Supplied passage:

::::::::

In the 90s, a team of Russian scientists tried to use a giant space mirror to turn night into day. For a second, they succeeded.
Employers have always aimed to maximize worker productivity. Today they might exploit the connectivity of email, smartphones, and Slack to extend the reach of the modern workday, big reasons we're working more and sleeping less. In the 1990s, though, Russian scientists tried it the other way around. They took a different, more dramatic approach to lengthening the day—they launched massive machines into orbit to reflect sunlight down onto the dark side of the Earth.
It's true: Throughout the early 90s, a team of Russian astronomers and engineers were hellbent on literally turning night into day. By shining a giant mirror onto the earth from space, they figured they could bring sunlight to the depths of night, extending the workday, cutting back on lighting costs and allowing laborers to toil longer. If this sounds a bit like the plot of a Bond film, well, it's that too.
The difference is that for a second there, the scientists, led by Vladimir Sergeevich Syromyatnikov, one of the most important astronautical engineers in history, actually pulled it off.
The Big Cheese
A bright young engineer in the USSR, Vladimir Syromyatnikov graduated from a technical university in Moscow in the 1956. At the age of 23, he earned a position in Russia's elite space and rocket design program, then called the Special Design Bureau Number 1 of Research and Development Institute Number 88 (this was Soviet Russia, recall), and later known as Energia.
Syromyatnikov went to work under Sergey Korolev, the head designer of the ballistic missile that launched Sputnik—the world's first artificial satellite—into orbit in 1957. There, he helped design the world's first manned spaceship, the Vostok, that hurtled Yuri Gagarin into orbit in 1961.

::::::::

Activities:
• 1. Name every person mentioned by name in the article about the Russian space mirror.
• 2. Write the next part of the article about the Russian space mirror, picking up right after its final sentence.

Records from a data collection:
::::::::

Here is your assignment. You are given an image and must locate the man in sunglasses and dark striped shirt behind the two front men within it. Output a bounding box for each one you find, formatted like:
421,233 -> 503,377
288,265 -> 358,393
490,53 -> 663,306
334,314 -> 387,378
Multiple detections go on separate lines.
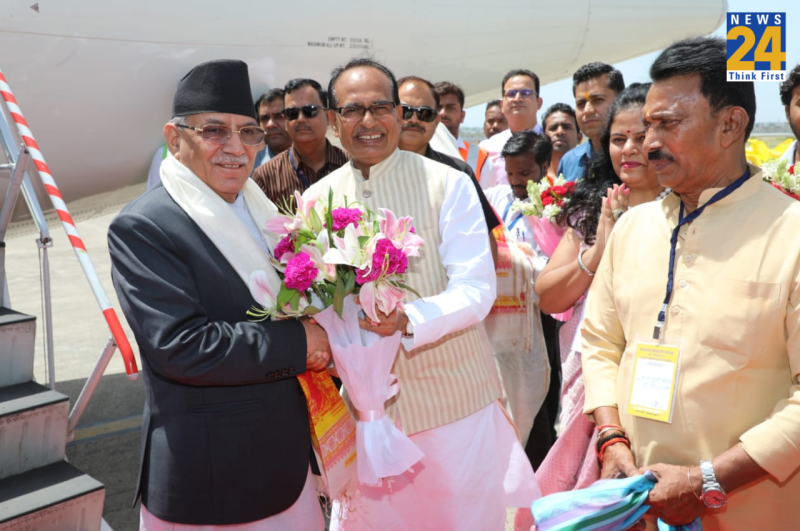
253,78 -> 348,206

::::::::

List of answers:
• 1. Vladimir Sergeevich Syromyatnikov, Sergey Korolev, Yuri Gagarin

• 2.
The hardworking engineer quickly rose through the ranks of the Russian space program, due largely to his brilliance with docking systems. Today, he's probably best known for inventing the mechanism that allows two spacecraft to link up. He built the Androgynous Peripheral Attach System, which allowed the American and Soyuz spacecraft to connect in 1970. His designs are still used in the shuttles that dock at the International Space Station.
"We used to call him 'big cheese,' and he liked that term," Bruce Brandt, an American engineer on the Soyuz-Apollo program, told the Washington Post. "He was always thinking. If there was a problem, he always had a sketch pad. We had our shares of failures and problems in the test [phase]... but it wouldn't be long, sometimes overnight, before there would be solutions."
His system, to date, has never failed in space a single time in over 200 docking operations.
But by the late 1980s, what Syromyatnikov really wanted to do was to design a solar sail that could harness the power of the sun to propel a spacecraft through the galaxy—one that could also, say, reflect sunlight back to Earth during the dead of night.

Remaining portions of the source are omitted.